Region pointing data:
=-=-=-=-=

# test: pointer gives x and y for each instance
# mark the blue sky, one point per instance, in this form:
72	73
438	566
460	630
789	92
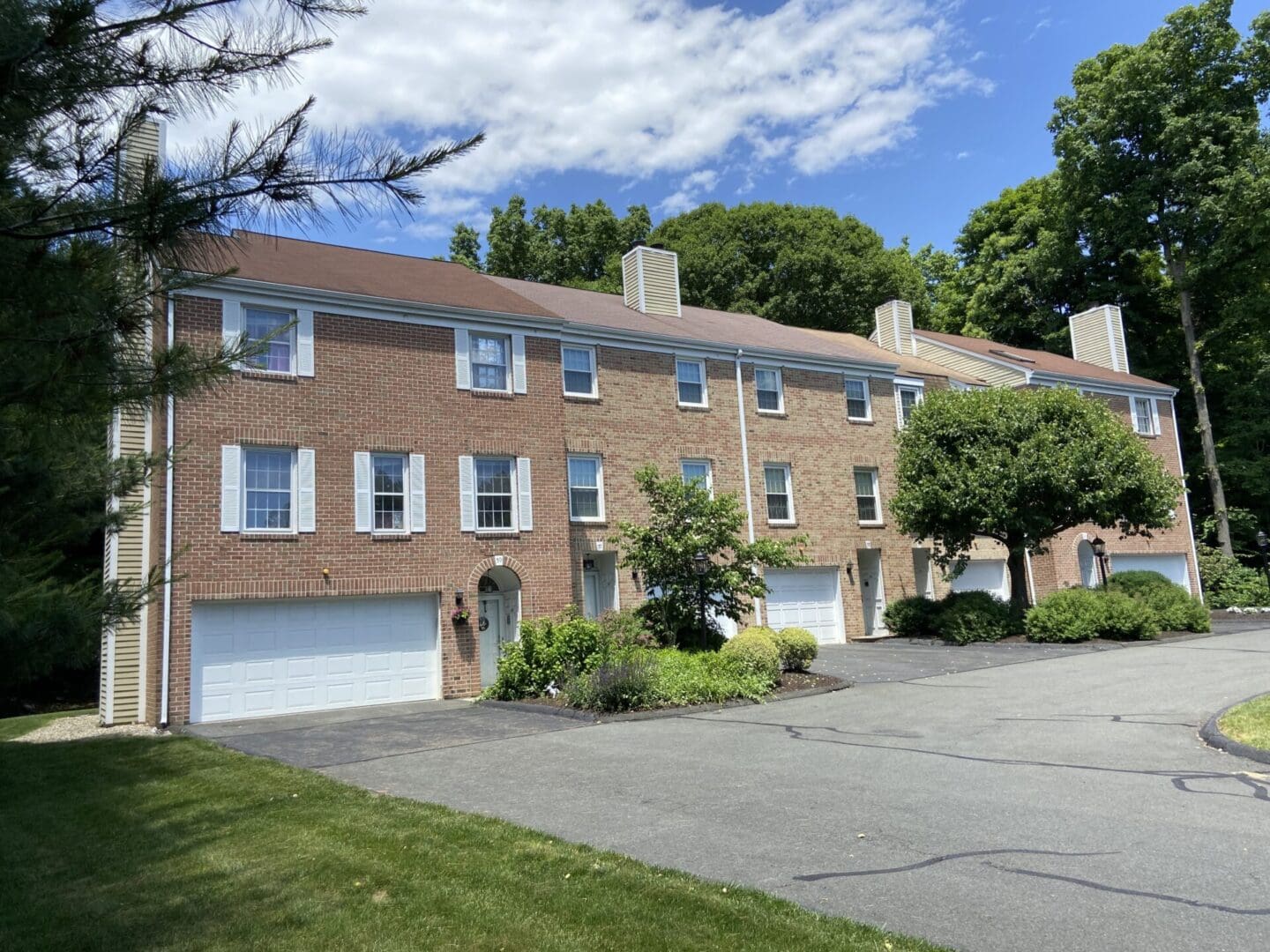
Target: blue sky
906	113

=-=-=-=-=

## WORK TO BE COMPLETED:
Give the entries above again word for word, without any pictures.

## SOLUTION FOR THIS EXERCISE:
# test: pointer gives x and y for each instance
# mark the blue sky, one point per instance, in this form:
72	73
438	566
460	630
789	92
Target: blue sky
906	113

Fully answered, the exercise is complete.